#### REQUEST
Between the lines below holding "Where can the dirt" and "<point>476,16</point>", inclusive, change "dirt trail" to "gravel path" and give those lines again with nothing else altered.
━━━━━ INPUT RECORDS ━━━━━
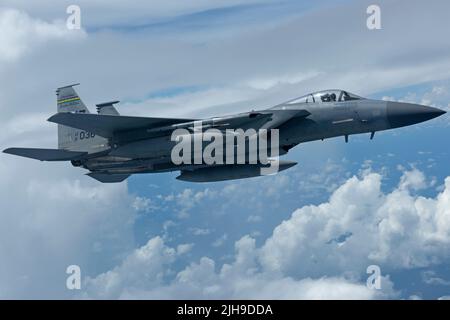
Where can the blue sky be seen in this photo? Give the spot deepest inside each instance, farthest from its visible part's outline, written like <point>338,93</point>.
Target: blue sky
<point>309,232</point>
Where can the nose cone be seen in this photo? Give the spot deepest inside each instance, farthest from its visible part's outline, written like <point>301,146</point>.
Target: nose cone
<point>404,114</point>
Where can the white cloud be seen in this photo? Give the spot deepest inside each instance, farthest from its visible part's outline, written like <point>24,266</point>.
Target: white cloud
<point>239,280</point>
<point>396,230</point>
<point>52,218</point>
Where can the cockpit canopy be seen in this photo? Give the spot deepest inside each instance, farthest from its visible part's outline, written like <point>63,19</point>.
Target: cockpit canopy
<point>326,96</point>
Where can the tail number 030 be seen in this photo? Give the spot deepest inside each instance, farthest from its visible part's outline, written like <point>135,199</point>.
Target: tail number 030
<point>86,135</point>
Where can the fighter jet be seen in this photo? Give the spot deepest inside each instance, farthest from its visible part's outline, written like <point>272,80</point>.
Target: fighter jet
<point>113,147</point>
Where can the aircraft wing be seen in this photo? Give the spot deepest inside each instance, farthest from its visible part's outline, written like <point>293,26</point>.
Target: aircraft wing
<point>107,125</point>
<point>46,154</point>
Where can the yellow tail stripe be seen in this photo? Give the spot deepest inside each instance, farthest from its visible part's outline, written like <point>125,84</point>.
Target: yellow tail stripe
<point>69,100</point>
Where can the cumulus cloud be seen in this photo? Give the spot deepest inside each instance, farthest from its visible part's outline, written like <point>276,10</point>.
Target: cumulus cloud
<point>51,219</point>
<point>239,280</point>
<point>20,33</point>
<point>395,230</point>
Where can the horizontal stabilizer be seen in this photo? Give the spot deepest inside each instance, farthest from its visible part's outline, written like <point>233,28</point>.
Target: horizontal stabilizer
<point>108,178</point>
<point>46,154</point>
<point>107,125</point>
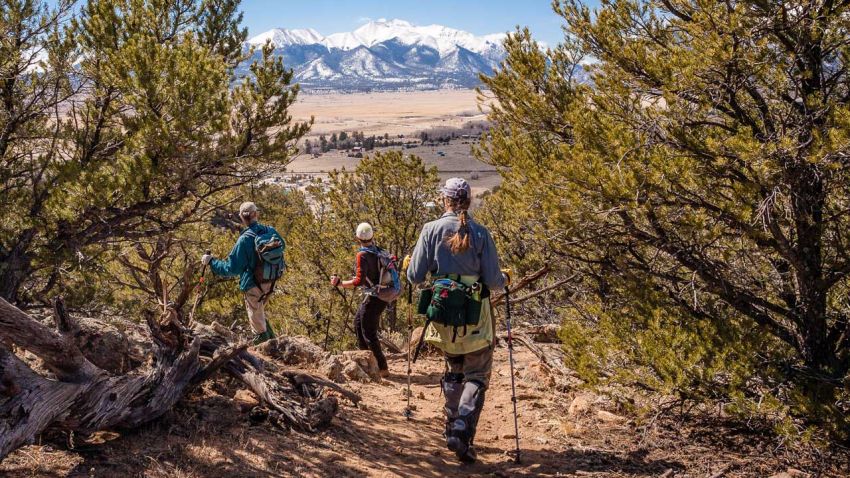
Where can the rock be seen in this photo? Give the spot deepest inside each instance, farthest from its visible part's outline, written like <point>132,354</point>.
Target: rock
<point>366,361</point>
<point>104,345</point>
<point>582,403</point>
<point>334,367</point>
<point>354,372</point>
<point>791,473</point>
<point>245,400</point>
<point>544,333</point>
<point>609,417</point>
<point>293,350</point>
<point>258,415</point>
<point>541,375</point>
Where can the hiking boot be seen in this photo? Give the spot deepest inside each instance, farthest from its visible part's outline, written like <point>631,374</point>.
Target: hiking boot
<point>458,442</point>
<point>469,456</point>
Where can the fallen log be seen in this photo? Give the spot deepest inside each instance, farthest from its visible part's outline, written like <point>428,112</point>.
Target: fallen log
<point>73,394</point>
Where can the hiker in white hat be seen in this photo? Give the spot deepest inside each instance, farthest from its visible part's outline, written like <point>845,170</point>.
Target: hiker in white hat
<point>257,258</point>
<point>369,271</point>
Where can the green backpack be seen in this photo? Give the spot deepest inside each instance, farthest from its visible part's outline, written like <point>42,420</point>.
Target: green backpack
<point>452,304</point>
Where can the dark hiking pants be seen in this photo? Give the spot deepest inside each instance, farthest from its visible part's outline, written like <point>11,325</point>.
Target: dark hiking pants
<point>366,324</point>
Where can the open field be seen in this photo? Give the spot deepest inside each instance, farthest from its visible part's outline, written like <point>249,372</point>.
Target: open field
<point>387,112</point>
<point>398,113</point>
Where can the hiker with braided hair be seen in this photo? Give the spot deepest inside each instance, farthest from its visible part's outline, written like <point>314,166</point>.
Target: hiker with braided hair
<point>460,256</point>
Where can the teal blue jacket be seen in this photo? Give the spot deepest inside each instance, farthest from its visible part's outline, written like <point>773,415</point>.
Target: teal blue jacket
<point>242,258</point>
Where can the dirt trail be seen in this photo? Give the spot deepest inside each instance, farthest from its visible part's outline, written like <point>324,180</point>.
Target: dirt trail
<point>206,436</point>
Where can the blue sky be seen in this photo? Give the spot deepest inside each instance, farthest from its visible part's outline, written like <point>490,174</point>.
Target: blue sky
<point>476,16</point>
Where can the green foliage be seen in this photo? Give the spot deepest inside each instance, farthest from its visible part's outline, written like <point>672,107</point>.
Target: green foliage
<point>143,135</point>
<point>389,190</point>
<point>698,185</point>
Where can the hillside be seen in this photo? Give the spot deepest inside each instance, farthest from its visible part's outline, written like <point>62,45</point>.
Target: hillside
<point>561,434</point>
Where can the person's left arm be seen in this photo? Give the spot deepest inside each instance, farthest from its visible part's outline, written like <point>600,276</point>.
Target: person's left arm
<point>236,262</point>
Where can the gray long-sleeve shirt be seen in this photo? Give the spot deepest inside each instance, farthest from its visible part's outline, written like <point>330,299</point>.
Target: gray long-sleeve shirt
<point>432,253</point>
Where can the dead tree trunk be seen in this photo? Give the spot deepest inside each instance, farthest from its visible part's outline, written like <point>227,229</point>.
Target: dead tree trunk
<point>78,396</point>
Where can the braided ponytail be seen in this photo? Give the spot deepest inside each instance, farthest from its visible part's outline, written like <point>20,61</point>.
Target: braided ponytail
<point>459,242</point>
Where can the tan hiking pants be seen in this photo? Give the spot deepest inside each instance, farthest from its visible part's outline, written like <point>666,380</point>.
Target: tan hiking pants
<point>256,308</point>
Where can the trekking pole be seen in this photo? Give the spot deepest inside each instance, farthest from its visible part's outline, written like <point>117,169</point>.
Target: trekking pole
<point>408,412</point>
<point>198,287</point>
<point>511,361</point>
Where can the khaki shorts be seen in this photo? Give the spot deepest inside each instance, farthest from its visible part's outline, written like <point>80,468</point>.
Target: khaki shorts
<point>256,308</point>
<point>475,366</point>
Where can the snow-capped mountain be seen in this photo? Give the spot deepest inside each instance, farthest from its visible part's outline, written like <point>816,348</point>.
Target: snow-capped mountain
<point>385,55</point>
━━━━━
#### EXPECTED OUTPUT
Where can the gravel path be seen in this photo? Give the spot deepest inside each instance, farthest from its visible part's outline, written like <point>324,180</point>.
Target: gravel path
<point>206,436</point>
Where can the blue sky be seen in this photo? Give the spot deepest inside each instance, farthest from its visible part's outline, written like <point>490,174</point>.
Target: blue sky
<point>476,16</point>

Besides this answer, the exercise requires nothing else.